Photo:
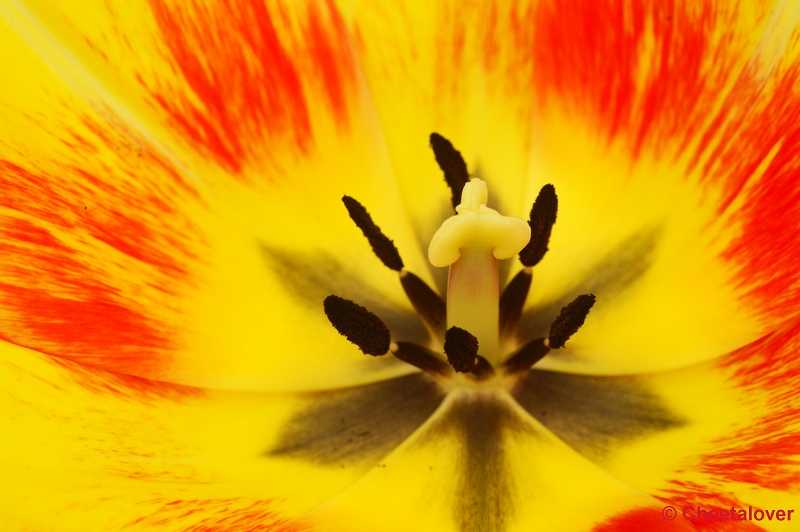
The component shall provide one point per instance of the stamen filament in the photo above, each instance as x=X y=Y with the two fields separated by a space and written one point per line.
x=473 y=299
x=513 y=300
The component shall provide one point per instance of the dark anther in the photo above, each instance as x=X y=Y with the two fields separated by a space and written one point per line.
x=570 y=320
x=429 y=306
x=543 y=216
x=423 y=358
x=461 y=348
x=527 y=356
x=452 y=164
x=382 y=246
x=358 y=325
x=483 y=369
x=512 y=301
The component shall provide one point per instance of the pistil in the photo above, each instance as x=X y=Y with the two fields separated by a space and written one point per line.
x=470 y=243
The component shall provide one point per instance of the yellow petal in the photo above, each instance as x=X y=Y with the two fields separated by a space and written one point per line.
x=671 y=140
x=718 y=434
x=132 y=244
x=480 y=464
x=87 y=449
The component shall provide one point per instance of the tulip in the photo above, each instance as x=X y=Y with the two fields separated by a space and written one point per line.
x=175 y=249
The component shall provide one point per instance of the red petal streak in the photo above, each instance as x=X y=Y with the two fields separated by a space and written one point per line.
x=218 y=515
x=642 y=520
x=250 y=84
x=594 y=59
x=766 y=452
x=652 y=75
x=91 y=261
x=683 y=494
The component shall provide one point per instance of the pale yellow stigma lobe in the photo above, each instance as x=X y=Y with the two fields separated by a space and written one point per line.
x=478 y=227
x=470 y=243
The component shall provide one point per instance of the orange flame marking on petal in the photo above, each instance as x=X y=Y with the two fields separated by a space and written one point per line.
x=593 y=62
x=683 y=494
x=64 y=232
x=766 y=452
x=649 y=519
x=219 y=515
x=252 y=85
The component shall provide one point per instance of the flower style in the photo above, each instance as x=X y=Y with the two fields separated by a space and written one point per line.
x=172 y=175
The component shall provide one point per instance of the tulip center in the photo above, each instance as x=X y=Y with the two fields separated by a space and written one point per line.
x=475 y=315
x=471 y=242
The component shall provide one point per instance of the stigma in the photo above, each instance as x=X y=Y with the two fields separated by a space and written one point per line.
x=470 y=243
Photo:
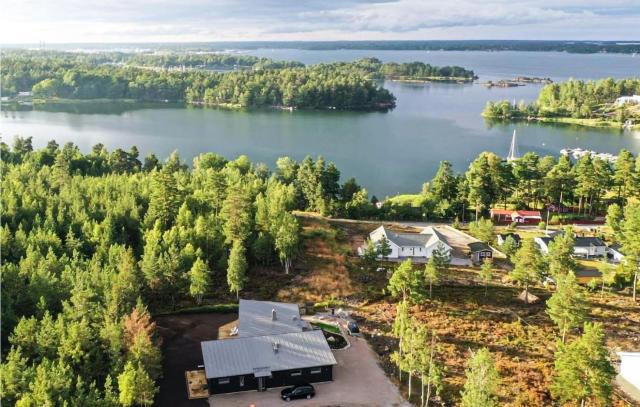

• YOUR INSTRUCTIONS
Output the entries above verbatim, with no picture included.

• SOLUTION TO THIS EXERCISE
Photo:
The component shall provide one point per instance of the stamen filament in the photo above, each instance as x=X y=Y with the two fields separated by a space and written one point per line.
x=473 y=299
x=513 y=300
The component shall provide one point per instance of the dark anther in the photo above, each instance as x=X y=Y with the two fields separated by a space and written one point per line.
x=570 y=320
x=429 y=306
x=543 y=216
x=423 y=358
x=461 y=348
x=527 y=356
x=452 y=164
x=382 y=246
x=358 y=325
x=483 y=369
x=512 y=301
The component shall provide one point per instance of the pistil in the photo above, each instance as x=X y=Y with the two fields separated by a space and written one point per line.
x=470 y=243
The component shall provide one point per instance of the yellow petal in the photo above, each instance as x=X y=Y with the two fields separated by a space and written one point per line.
x=671 y=140
x=718 y=434
x=132 y=244
x=480 y=464
x=87 y=449
The component shall provide one point per instance of the tulip in the photo above, each instance as x=X y=Y with the two fields separated by a space and written one point per line.
x=175 y=249
The component shall provide one point per instance of the red petal streak in the photo above, each instance as x=X y=Y with the two fields separated by a space and written one point per line.
x=218 y=515
x=642 y=520
x=250 y=84
x=594 y=59
x=766 y=452
x=652 y=75
x=91 y=261
x=683 y=494
The component shall provide one point per instance of the pale yellow stigma lobe in the photo above, each instance as x=X y=Y with the two fields separated by a space and written one point per line.
x=478 y=227
x=470 y=243
The component shall provide one point per instance of the orange flame marking on petal in the photo above, each instance as x=X y=Y with the two fields separated by a space and written one point per line.
x=593 y=62
x=683 y=494
x=64 y=232
x=766 y=452
x=649 y=519
x=219 y=515
x=252 y=85
The component shall provide one point per instance of the flower style in the photo above, each instance as x=X y=Y with the two fields separated by a space and written one point per line.
x=172 y=175
The component shall provide one point per instance of the tulip center in the photo above, each instance as x=X y=Y with the two fields separated by a space and written one point per line.
x=475 y=315
x=471 y=242
The component shall provide one point per instance of the stigma in the photo above, each instance as x=X y=Y with the two fields separated by a space and written one point per line.
x=470 y=243
Photo:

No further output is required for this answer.